## GIVEN DATA

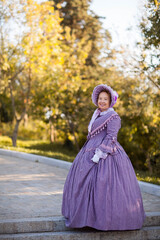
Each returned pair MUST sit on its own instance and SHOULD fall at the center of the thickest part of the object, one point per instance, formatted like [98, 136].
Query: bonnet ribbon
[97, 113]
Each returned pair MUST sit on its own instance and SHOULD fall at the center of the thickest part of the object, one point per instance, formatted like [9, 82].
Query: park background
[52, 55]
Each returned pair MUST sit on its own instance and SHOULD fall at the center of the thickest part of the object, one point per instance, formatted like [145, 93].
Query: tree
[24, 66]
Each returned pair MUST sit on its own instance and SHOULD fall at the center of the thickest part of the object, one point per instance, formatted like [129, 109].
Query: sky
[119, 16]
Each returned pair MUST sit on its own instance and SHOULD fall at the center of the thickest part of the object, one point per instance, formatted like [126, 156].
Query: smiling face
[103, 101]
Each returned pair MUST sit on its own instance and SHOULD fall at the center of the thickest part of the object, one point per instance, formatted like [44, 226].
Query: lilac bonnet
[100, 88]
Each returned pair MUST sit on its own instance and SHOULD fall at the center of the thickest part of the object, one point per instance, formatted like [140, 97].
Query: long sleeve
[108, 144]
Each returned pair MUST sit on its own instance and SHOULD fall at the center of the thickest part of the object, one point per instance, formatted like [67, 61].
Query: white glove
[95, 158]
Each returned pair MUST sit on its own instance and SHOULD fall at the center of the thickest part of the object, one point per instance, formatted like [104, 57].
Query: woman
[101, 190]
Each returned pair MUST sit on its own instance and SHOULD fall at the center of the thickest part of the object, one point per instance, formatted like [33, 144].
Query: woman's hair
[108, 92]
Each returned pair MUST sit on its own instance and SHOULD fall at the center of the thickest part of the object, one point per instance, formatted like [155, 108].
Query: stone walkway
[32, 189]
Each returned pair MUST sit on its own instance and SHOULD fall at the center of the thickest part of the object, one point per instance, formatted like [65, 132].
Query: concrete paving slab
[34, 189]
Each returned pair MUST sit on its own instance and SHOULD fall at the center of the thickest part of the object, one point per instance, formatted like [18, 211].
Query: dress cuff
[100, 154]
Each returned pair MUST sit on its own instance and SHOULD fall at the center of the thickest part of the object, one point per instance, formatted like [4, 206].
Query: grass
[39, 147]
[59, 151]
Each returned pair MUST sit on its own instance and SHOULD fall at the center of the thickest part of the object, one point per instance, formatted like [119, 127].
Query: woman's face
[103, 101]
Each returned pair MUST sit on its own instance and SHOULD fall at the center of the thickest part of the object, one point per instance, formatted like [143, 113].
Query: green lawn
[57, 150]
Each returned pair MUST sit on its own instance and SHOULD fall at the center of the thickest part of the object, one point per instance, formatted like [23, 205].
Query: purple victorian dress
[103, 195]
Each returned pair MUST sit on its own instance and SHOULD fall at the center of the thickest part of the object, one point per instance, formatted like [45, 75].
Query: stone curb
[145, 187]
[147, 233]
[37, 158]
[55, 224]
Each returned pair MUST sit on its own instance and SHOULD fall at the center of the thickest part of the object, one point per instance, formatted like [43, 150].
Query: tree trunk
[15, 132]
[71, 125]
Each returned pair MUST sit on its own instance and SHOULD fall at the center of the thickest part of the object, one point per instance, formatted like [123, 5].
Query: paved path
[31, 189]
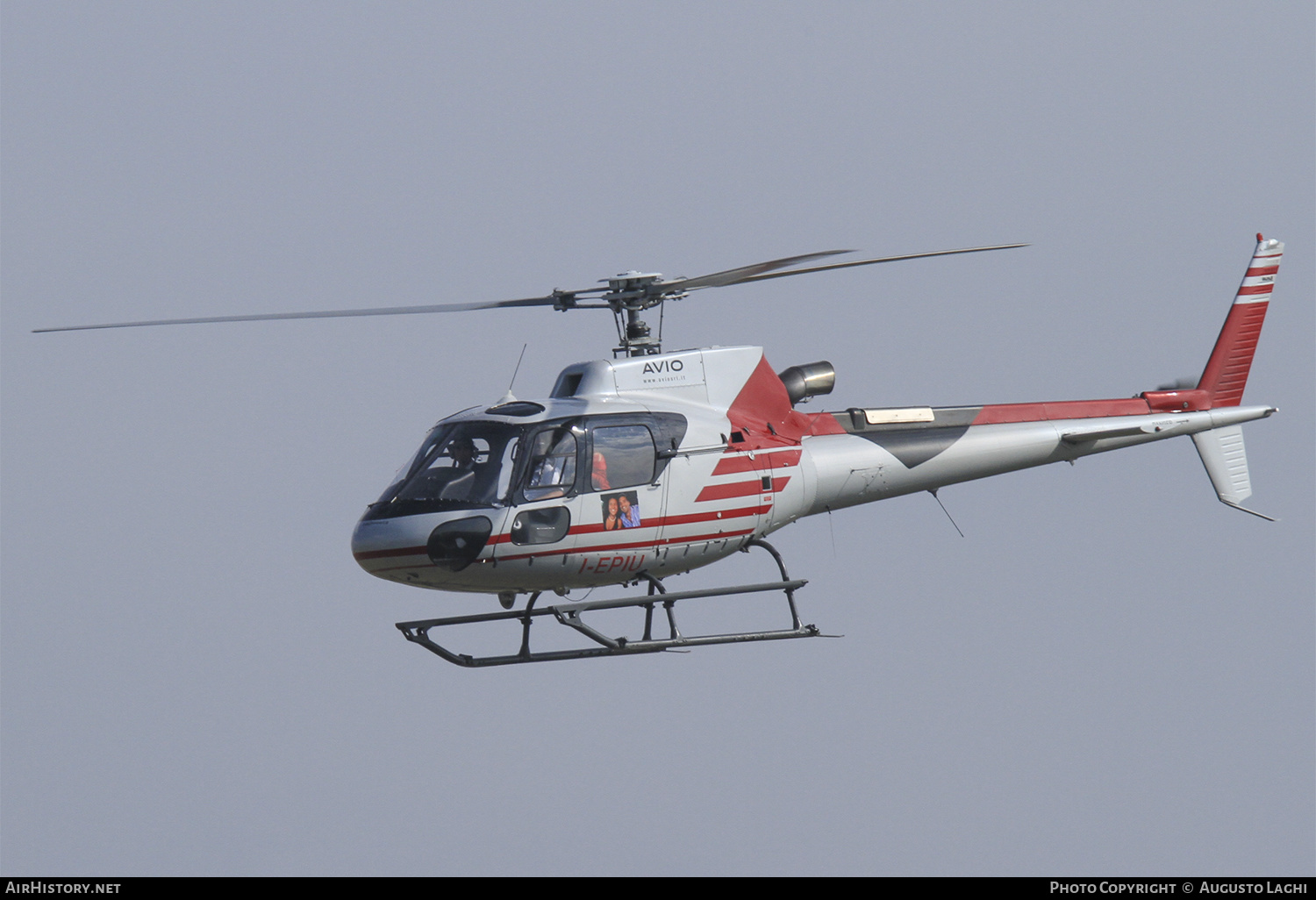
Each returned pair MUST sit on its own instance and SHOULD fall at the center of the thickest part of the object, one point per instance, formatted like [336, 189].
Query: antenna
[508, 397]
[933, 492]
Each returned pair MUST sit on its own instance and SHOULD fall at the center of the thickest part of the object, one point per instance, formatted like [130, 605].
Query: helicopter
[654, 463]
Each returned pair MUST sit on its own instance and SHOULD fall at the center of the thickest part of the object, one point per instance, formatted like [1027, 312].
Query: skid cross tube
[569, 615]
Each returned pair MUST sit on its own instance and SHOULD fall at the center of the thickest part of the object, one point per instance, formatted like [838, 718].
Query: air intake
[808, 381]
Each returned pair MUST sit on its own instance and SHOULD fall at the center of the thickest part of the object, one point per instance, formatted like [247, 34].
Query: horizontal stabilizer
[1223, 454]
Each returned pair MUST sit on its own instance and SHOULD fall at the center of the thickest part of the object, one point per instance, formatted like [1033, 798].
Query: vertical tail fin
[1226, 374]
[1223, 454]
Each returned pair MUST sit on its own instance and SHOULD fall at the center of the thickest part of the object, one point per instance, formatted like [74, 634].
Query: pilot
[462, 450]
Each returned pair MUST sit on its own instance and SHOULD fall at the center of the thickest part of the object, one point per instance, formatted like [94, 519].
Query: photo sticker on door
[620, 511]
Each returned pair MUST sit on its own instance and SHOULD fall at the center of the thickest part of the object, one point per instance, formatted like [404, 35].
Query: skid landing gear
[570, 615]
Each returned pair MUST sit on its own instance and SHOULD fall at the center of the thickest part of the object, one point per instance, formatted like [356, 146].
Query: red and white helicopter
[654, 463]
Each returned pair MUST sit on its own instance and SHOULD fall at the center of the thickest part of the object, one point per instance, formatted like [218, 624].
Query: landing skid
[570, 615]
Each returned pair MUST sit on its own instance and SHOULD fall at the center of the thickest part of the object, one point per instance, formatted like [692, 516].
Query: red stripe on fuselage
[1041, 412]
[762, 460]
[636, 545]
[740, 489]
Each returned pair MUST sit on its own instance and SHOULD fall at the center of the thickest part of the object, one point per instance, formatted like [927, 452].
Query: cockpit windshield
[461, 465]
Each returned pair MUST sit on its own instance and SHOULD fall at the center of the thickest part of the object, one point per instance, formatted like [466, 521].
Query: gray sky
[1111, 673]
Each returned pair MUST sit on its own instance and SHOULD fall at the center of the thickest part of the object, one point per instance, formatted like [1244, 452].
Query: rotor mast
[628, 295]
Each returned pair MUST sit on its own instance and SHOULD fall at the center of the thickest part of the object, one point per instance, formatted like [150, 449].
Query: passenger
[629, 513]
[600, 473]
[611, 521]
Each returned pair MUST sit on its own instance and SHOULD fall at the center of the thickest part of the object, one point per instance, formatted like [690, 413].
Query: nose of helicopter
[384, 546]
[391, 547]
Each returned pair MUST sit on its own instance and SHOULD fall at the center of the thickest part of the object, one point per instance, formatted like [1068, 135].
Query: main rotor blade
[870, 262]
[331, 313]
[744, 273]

## WHAT NEEDS TO BE DONE
Please repeat each record above precisely, with the pictures left out.

## EXPECTED ANSWER
Each returned pair MUST sit on its own instance and SHOULD fall at the center of the thickest part of the object, one point per instance, formatted like [98, 136].
Query: bonnet ribbon
[97, 113]
Each returned pair MUST sit on its own instance and SHOULD fall at the center of the thickest part of the object, one point per instance, formatted like [9, 82].
Query: park background
[52, 55]
Each returned pair MUST sit on its own instance and SHOULD fall at the center of the thickest part of the object, one point per instance, formatted like [145, 93].
Query: tree
[24, 66]
Each returned pair MUST sit on its own instance and SHOULD fall at the center of the thickest part of the object, one point per instance, formatted like [129, 109].
Query: sky
[119, 16]
Each returned pair MUST sit on its own instance and SHOULD fall at the center of the thickest part of the object, one point per instance, formatted like [126, 156].
Query: smiling face
[103, 101]
Each returned pair MUST sit on its own instance and SHOULD fall at the center of the thickest part of the object, one point per instance, formatted like [44, 226].
Query: lilac bonnet
[100, 88]
Each returned pair MUST sit on its own instance and SHOULD fall at the center of the thickest part of the object, one point per instance, formatted like [140, 97].
Query: long sleeve
[108, 144]
Each returned pair MUST sit on its own instance and SHOULD fall at the center of the thickest part of the object, one point per instance, formatted like [67, 61].
Query: white glove
[95, 158]
Each returned pair MUST sit on its own instance and SHOULD fall at the center of the thickest part of the object, one point per instance, formatted like [104, 57].
Query: woman
[101, 190]
Each returned pair MUST sit on its own instance and SHOULD fall at the center of the thickest part of the object, one point per instance, formatted like [33, 144].
Query: woman's hair
[108, 92]
Each returned pair MUST sit on its own instance and SHOULD fall at the center of the thickest part of the object, one point per instance, formatted like [155, 108].
Query: stone walkway
[32, 189]
Each returned pair MUST sit on its own instance and SHOULD fall at the center of the thickest part of the object, one point per instance, formatted like [65, 132].
Query: concrete paving slab
[34, 189]
Each returned pair MUST sit on its own instance and SHOULD fall at the center of the thickest part of the object, one point per instance, formatted like [18, 211].
Query: dress cuff
[100, 154]
Each returned pair MUST sit on its own instance and SHOULD fall at the center of the thickest part of the object, one point per instance, formatted like [4, 206].
Query: grass
[39, 147]
[59, 151]
Each returned pair MUST sit on its own instance and SHOULD fall at the center of the thickest part of the object, one point per instance, formatted like [119, 127].
Query: woman's face
[103, 101]
Each returned pair MUST sit on its own instance and SHOULD fall at the center of the thickest part of the object, one point per instance, formatted like [143, 113].
Query: green lawn
[57, 150]
Each returned pair MUST sit on its own instance and SHOULD fall at the center of the thickest part of the object, one point per instance, formatted like [23, 205].
Query: purple victorian dress
[103, 195]
Each returned pair MUST sit on its own instance and SHOULD fall at the center of the thickest part of the object, one point per instance, formatted like [45, 75].
Query: stone curb
[145, 187]
[147, 233]
[37, 158]
[55, 224]
Each returned pair MUST sit on its own instance and SHOULD fall at the center of the thickest part of the object, one point per instance, formatted like [43, 150].
Query: tree trunk
[15, 132]
[71, 125]
Each returned pair MUST sit on its own instance and SHOULD fall at the center of the thickest part of the object, one point per instance, formatted like [123, 5].
Query: paved path
[31, 189]
Each returned pair MUST sit on its own instance and SHOULD fall at the center of the thickest part of the object, one point per instance, formatted like [336, 189].
Query: antenna
[508, 397]
[933, 492]
Each returned pair MUST sit on its own instance and SHOULD fall at the center of the thickest part of the object, one point per instance, formatted like [130, 605].
Query: helicopter
[654, 463]
Each returned pair MUST sit on its own instance and SHOULD fall at the center of the thickest part of the object, one point per instance, formatted like [1027, 312].
Query: skid cross tube
[569, 615]
Each returned pair MUST sit on its own instance and SHOULD fall at the center of the thickest part of the object, one point per instance, formatted like [838, 718].
Query: air intake
[808, 381]
Each returned pair MUST sit on its own instance and SHOULD fall at the center of the thickest part of the object, one point per instance, formatted like [247, 34].
Query: horizontal stabilizer
[1223, 454]
Each returned pair MUST sit on its own instance and SHOULD fall at the center of the thickest part of the object, one point per instance, formatted like [1033, 798].
Query: vertical tail fin
[1226, 374]
[1223, 454]
Each returned pair MUST sit on its own instance and SHOULD fall at the center of the thickest part of the object, one point per instance, formatted like [74, 634].
Query: pilot
[462, 450]
Each returned pair MUST sit on its own instance and SHOULD fall at the center of the thickest part of the object, one point per instance, formatted like [94, 519].
Query: photo sticker on door
[620, 511]
Each returned pair MUST sit on its own instance and SHOULD fall at the center of the thickest part of the object, one point per instance, formatted like [404, 35].
Query: skid landing gear
[570, 615]
Each returned pair MUST sit on its own instance and SHOULD fall at the center of the thickest part of the object, one point per instance, formatted like [356, 146].
Query: red and white helicopter
[654, 463]
Each returned pair MUST sit on its own instance and SHOULD fall at the center of the thickest part of the object, one point per instance, formatted like [218, 624].
Query: landing skid
[570, 615]
Each returned pair MUST sit on its own instance and SHOULD fall at the center of the thickest part of the object, one point per instance, formatted like [692, 516].
Query: red stripe on fuselage
[1041, 412]
[762, 460]
[636, 545]
[740, 489]
Each returned pair MUST sit on its own instance and SHOULD fall at the center of the thickest part of the object, one point per instance, formatted like [927, 452].
Query: cockpit windshield
[461, 465]
Each returned pair MUST sit on its own instance and SHOULD fall at the center of the thickest part of the object, one point per instance, formatted like [466, 521].
Query: gray sky
[1111, 673]
Each returned pair MUST sit on its own instance and SHOULD fall at the center of the thickest part of the object, one point per instance, formatted like [1244, 452].
Query: rotor mast
[628, 295]
Each returned pair MUST sit on its own instance and SHOULD fall at the center of the thickest part of the object, one point per instance, formatted like [150, 449].
Query: passenger
[629, 513]
[600, 473]
[611, 521]
Each returned pair MUST sit on its own instance and SHOULD fall at the center of the thickest part of the object, one point per instance, formatted like [690, 413].
Query: nose of helicopter
[384, 546]
[391, 547]
Each returned pair MUST sit on its own instance and SHOULD fall at the center of the thickest part of the object, one point per instance, formatted like [1068, 135].
Query: main rotor blade
[870, 262]
[331, 313]
[744, 273]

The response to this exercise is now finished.